> _What you should do_
Please update the listing below by changing "thickest part" to "widest part" wherever it occurs, keeping everything else the same.

(Pointing dataset excerpts)
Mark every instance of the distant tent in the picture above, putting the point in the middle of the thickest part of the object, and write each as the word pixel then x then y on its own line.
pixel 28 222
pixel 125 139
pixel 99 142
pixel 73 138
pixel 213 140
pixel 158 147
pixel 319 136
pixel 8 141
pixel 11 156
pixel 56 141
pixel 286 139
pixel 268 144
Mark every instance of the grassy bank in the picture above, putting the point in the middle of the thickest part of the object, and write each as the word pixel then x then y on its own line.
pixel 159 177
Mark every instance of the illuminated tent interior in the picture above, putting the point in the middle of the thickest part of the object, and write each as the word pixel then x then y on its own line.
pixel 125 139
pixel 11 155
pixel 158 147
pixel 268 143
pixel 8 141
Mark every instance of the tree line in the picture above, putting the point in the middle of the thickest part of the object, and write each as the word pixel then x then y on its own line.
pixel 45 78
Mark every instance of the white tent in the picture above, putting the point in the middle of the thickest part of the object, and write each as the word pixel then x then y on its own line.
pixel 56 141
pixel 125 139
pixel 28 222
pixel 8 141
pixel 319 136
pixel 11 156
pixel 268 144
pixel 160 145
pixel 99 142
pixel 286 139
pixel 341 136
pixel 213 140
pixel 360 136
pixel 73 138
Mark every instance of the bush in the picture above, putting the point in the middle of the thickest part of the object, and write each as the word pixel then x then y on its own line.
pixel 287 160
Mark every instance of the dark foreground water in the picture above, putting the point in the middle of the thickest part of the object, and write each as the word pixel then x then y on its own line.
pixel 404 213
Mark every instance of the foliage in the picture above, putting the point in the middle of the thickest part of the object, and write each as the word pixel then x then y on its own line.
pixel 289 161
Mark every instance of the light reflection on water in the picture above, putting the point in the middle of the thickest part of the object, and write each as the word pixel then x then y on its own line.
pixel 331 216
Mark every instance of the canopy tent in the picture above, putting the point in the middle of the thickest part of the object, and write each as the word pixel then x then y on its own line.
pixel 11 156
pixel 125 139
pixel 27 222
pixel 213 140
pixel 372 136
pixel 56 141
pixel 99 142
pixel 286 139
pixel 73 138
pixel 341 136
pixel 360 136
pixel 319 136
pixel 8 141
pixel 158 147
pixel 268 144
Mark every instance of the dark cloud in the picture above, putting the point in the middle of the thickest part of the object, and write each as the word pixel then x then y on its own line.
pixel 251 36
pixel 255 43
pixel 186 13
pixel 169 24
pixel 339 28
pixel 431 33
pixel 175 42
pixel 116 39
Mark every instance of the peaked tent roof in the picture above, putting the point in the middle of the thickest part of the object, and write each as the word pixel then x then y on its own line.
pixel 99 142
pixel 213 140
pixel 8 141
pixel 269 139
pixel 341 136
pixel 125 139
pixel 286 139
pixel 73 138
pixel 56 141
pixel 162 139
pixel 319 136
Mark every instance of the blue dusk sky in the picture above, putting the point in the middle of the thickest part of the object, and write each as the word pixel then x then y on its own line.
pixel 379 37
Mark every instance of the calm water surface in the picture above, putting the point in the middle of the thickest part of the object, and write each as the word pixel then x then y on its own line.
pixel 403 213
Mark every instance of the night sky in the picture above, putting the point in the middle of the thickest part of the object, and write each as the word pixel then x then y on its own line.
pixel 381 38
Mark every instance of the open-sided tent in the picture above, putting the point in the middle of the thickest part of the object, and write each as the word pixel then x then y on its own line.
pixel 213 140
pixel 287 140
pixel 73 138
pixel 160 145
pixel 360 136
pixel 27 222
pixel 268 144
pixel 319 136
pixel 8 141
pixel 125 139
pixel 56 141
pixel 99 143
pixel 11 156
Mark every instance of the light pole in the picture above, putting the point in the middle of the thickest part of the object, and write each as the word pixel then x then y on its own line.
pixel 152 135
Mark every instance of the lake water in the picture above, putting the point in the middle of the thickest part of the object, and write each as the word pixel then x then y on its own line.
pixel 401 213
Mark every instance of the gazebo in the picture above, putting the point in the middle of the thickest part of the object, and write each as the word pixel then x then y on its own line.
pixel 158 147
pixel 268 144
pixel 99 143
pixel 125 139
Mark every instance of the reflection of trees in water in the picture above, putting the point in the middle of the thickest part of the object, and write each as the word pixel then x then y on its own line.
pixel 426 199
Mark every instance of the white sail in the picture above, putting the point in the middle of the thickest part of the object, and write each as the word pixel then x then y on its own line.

> _Answer to this exercise_
Mark every instance of the distant tent in the picture above, putting the point in the middle of the widest part of the object, and write each as the word pixel then x then y on its own line.
pixel 28 222
pixel 125 139
pixel 99 142
pixel 73 138
pixel 213 140
pixel 158 147
pixel 319 136
pixel 8 141
pixel 11 156
pixel 56 141
pixel 286 139
pixel 268 144
Mark every instance of the grassy bank in the picture above, putting the point in the middle of the widest part of the object, and write each as the word pixel then x then y on its own line.
pixel 159 177
Mark every instance of the illuminated tent interior in the picture above, putting the point in the middle of the widest part of the object, and write each as the word pixel then x then y on its own line.
pixel 125 139
pixel 11 155
pixel 158 147
pixel 268 143
pixel 8 141
Mark every instance of the tree line in the picture above, putting the point in the middle of the widest part of the object, and write each as the word pixel then x then y on its own line.
pixel 45 78
Mark every instance of the white tent in the picture above, putting the point in the middle of the widest part of the object, and write each as the word pixel then x then y on its own line.
pixel 56 141
pixel 125 139
pixel 28 222
pixel 8 141
pixel 319 136
pixel 11 156
pixel 268 144
pixel 160 145
pixel 99 142
pixel 286 139
pixel 341 136
pixel 213 140
pixel 360 136
pixel 73 138
Mark every instance of the bush in the picture above, putting the point in the middle of the widest part of the object, and write each as the word pixel then x then y on its own line.
pixel 287 160
Mark every instance of the dark foreground water in the picture above, putting the point in the middle of the widest part of the object, and write each as the word pixel then x then y on its own line.
pixel 404 213
Mark every instance of the foliage in the picture above, putting the point in the middle of the widest part of the object, and write each as the word pixel then x then y on its own line.
pixel 289 161
Mark every instance of the light reflection on water in the picture above, putting the point in the middle of the widest part of the object, and write each as the word pixel then x then y on its own line.
pixel 331 216
Mark every instance of the canopy tent in the picture above, putting the point in the middle of the widest part of the object, and write each as the word pixel then x then y on its own line.
pixel 11 156
pixel 125 139
pixel 27 222
pixel 213 140
pixel 372 136
pixel 56 141
pixel 99 142
pixel 286 139
pixel 73 138
pixel 341 136
pixel 360 136
pixel 319 136
pixel 8 141
pixel 158 147
pixel 268 144
Mark every instance of the dark cloud in the picture above, putting the point in the middle of the widest part of the object, and write each as the word pixel then x then y on its own line.
pixel 251 36
pixel 255 43
pixel 186 13
pixel 169 24
pixel 339 28
pixel 431 33
pixel 175 42
pixel 116 39
Mark every instance of the peaked tent roof in the picture above, putting the point in the middle of the widest part of the object, and write each as the word pixel then x then y on its own line.
pixel 99 142
pixel 213 140
pixel 8 141
pixel 269 139
pixel 341 136
pixel 125 139
pixel 286 139
pixel 73 138
pixel 56 141
pixel 162 139
pixel 319 136
Mark every instance of the blue dusk sky in the picture above, putting the point in the middle of the widest part of the object, and write each as the word pixel then x then y on its own line.
pixel 379 37
Mark every instance of the calm water surface in the picture above, putting the point in the middle of the widest part of the object, and write each as the word pixel then x then y on its own line.
pixel 403 213
Mark every instance of the night sky in the picture above, putting the point in the middle of the widest part of the object, and write each as the word pixel then x then y on its own line.
pixel 381 38
Mark every instance of the open-sided tent in the picture above, putting the point in the middle of the widest part of the object, and write each as the word pixel then x then y on its own line.
pixel 213 140
pixel 287 140
pixel 73 138
pixel 160 145
pixel 360 136
pixel 27 222
pixel 268 144
pixel 319 136
pixel 8 141
pixel 125 139
pixel 56 141
pixel 99 143
pixel 11 156
Mark every instance of the light pole in the picture above, putting the point in the middle of the widest part of the object, and write each as the word pixel then x then y on its own line.
pixel 152 135
Mark every instance of the lake water in the picture above, putting the point in the middle of the widest part of the object, and write each as the word pixel then x then y on its own line.
pixel 401 213
Mark every instance of the gazebo in the picture above, putting the point in the middle of the widest part of the object, and write each as the word pixel then x then y on its own line.
pixel 158 147
pixel 268 144
pixel 99 143
pixel 125 139
Mark every instance of the reflection of trees in water in the picture above, putting the point in the middle of the widest part of the object, and write each as the word pixel then x then y on its own line.
pixel 426 199
Mark every instance of the white sail in the picture above, putting the point in the middle of the widest part of the object, and write each as the word pixel then x then y on its own line.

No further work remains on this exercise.